Problem details: Pick out every line in the listing below that contains the string "sleeve", and copy each one in full.

Input for this task:
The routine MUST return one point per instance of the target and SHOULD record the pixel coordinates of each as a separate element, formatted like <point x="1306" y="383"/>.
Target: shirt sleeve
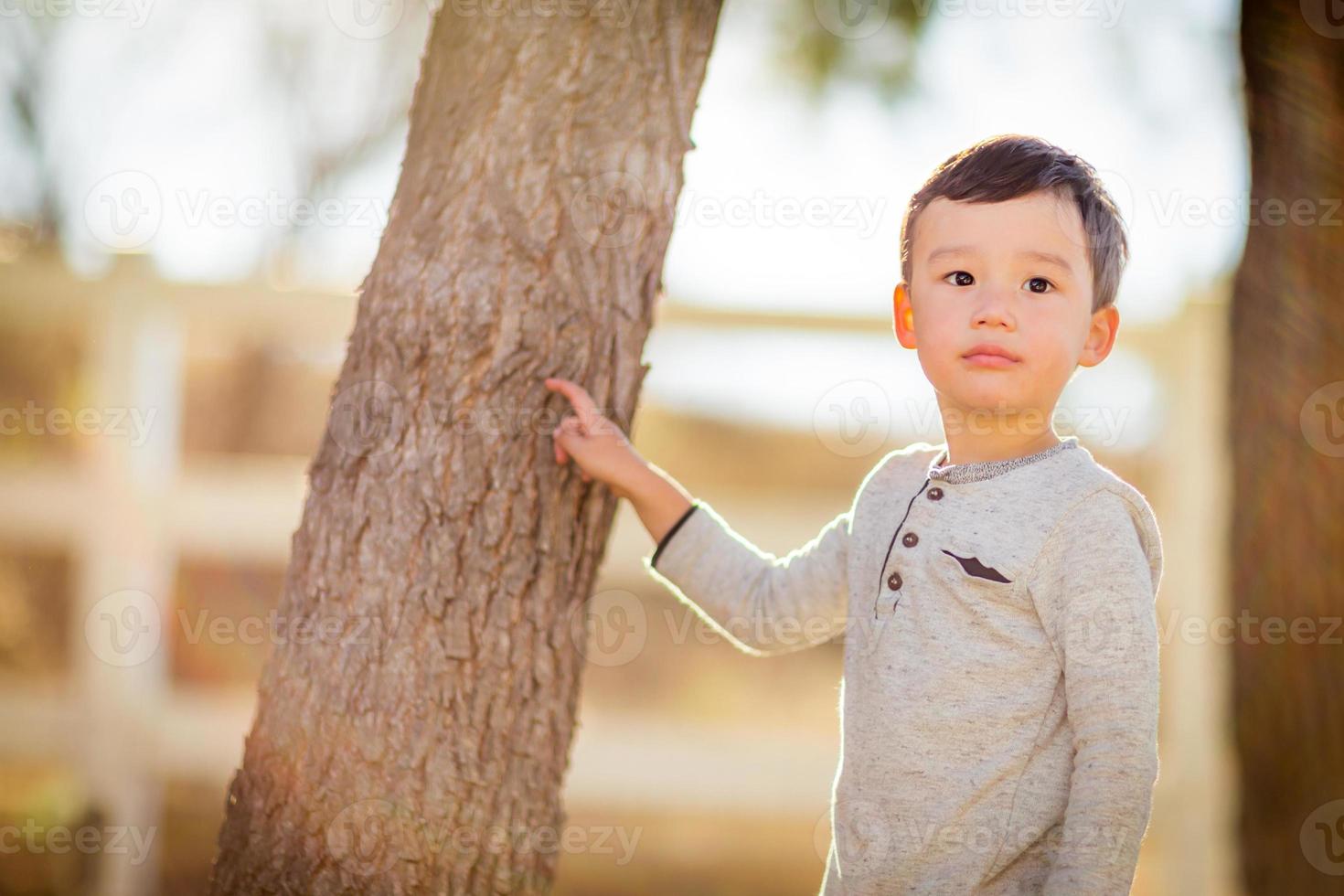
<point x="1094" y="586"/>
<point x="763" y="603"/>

* * *

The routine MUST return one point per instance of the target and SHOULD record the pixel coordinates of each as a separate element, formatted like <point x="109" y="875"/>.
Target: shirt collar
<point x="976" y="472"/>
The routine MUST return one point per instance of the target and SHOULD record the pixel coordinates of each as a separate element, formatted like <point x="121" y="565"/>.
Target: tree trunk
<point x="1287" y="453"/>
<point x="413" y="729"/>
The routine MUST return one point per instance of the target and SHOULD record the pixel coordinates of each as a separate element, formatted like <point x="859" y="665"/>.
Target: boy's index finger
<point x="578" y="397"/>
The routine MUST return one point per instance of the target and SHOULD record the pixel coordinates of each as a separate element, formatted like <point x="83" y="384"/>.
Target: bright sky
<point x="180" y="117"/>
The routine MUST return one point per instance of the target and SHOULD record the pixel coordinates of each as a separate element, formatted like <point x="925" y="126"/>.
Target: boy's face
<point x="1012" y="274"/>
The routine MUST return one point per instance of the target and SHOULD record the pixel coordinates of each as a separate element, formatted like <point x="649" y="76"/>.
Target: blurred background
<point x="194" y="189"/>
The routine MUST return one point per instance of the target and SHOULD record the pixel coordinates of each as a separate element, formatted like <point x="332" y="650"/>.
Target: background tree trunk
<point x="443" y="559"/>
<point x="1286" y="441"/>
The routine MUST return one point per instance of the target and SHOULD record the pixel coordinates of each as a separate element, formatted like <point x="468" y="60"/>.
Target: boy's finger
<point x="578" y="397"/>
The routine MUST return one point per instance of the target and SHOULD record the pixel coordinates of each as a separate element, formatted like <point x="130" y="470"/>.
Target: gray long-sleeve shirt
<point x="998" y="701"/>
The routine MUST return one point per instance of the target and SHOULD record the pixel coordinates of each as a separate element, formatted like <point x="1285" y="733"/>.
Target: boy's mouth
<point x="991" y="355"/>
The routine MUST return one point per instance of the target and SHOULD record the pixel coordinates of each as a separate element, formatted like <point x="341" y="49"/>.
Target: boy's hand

Reply to the exercise:
Target: shirt sleeve
Target: gray long-sleeve shirt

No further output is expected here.